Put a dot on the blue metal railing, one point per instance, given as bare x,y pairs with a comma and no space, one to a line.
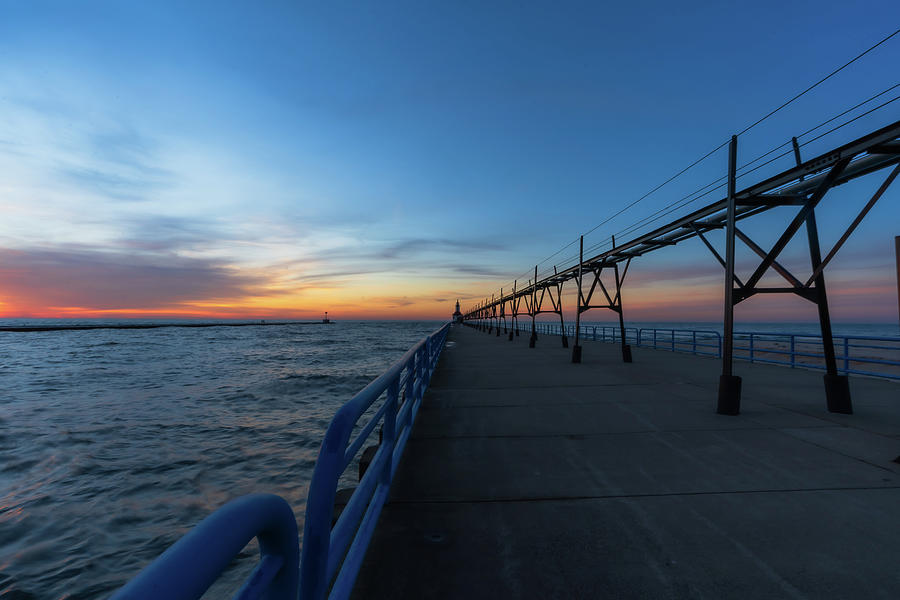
187,569
857,355
325,548
331,556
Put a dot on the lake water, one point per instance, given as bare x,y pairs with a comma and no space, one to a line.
114,443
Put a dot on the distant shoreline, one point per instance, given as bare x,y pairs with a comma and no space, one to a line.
28,328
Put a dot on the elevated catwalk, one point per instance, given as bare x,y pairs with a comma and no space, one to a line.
528,476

*PROBLEM DESCRIPTION*.
Can you reproduce, word for word, the stretch of the entries that opens with the line containing "Put a dot on the elevated" and runs through the end of the entries?

*RESPONSE TO THE TASK*.
Put a dot on the elevated catwalk, one point per instance, given as bare x,y pairs with a comma and no space, one to a line.
528,476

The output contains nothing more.